_Task_: Can you lay out all the records below as a numbered list, leaving out any blank lines?

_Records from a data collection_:
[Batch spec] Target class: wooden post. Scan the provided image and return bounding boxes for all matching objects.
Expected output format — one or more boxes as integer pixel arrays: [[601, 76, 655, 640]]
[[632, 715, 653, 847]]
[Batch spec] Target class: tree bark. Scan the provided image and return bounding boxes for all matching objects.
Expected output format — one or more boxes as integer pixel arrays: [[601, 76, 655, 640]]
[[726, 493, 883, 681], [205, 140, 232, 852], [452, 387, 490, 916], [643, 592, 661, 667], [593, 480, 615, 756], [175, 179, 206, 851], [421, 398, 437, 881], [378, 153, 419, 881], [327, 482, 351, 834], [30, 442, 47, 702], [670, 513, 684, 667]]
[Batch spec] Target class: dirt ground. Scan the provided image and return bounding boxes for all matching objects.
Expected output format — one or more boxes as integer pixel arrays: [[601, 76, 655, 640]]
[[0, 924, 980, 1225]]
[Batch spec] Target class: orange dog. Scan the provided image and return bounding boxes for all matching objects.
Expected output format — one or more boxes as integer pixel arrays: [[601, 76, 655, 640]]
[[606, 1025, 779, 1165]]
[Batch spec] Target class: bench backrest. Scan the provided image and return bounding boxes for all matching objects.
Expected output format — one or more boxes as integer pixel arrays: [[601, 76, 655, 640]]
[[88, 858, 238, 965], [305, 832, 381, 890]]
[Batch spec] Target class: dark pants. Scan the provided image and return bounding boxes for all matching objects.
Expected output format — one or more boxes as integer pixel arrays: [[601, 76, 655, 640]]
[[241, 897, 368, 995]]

_Solution to the problem_:
1. [Batch spec] Target class: wooden post. Scan the provided image and return bounding boxes for all matching objects.
2. Expected output format — one or more boxes as integer pixel arrays: [[601, 76, 655, 640]]
3. [[632, 715, 653, 847]]
4. [Batch spec] Target class: tree bark. Scan the provided image and return bounding boxes for all matching objects.
5. Expected output format — one or more boxes as integer pixel arrays: [[601, 76, 655, 640]]
6. [[726, 493, 883, 681], [205, 140, 232, 852], [452, 387, 490, 916], [643, 592, 661, 667], [593, 480, 615, 756], [175, 179, 206, 851], [421, 398, 437, 881], [378, 153, 419, 881], [327, 482, 351, 834], [30, 442, 47, 702], [670, 513, 684, 667]]
7. [Batch spec] Target class: dirt ground. Scan the provided image and return bounding boxes for all matching objects.
8. Expected output format — one or more boxes as integer pixel arrays: [[601, 76, 655, 640]]
9. [[0, 924, 980, 1225]]
10. [Batch spec] Target class: orange dog. Scan the provided image and return bounding boxes for all matching objects.
11. Expected output format — one or more boxes as integer pixel arrays: [[601, 76, 655, 640]]
12. [[606, 1025, 779, 1165]]
13. [Batch spec] Target class: bench backrest. Scan the provided image and return bounding boxes for all matching objects.
14. Expected output format — one or more boxes as integer pixel arrays: [[601, 76, 655, 640]]
15. [[88, 858, 238, 965], [305, 832, 381, 890]]
16. [Batch spec] Target class: dark pants. Scan the provided image and return bounding boxes for all matching objects.
17. Expected output format — one or more boxes as integer pixel arrays: [[601, 76, 655, 640]]
18. [[241, 897, 368, 995]]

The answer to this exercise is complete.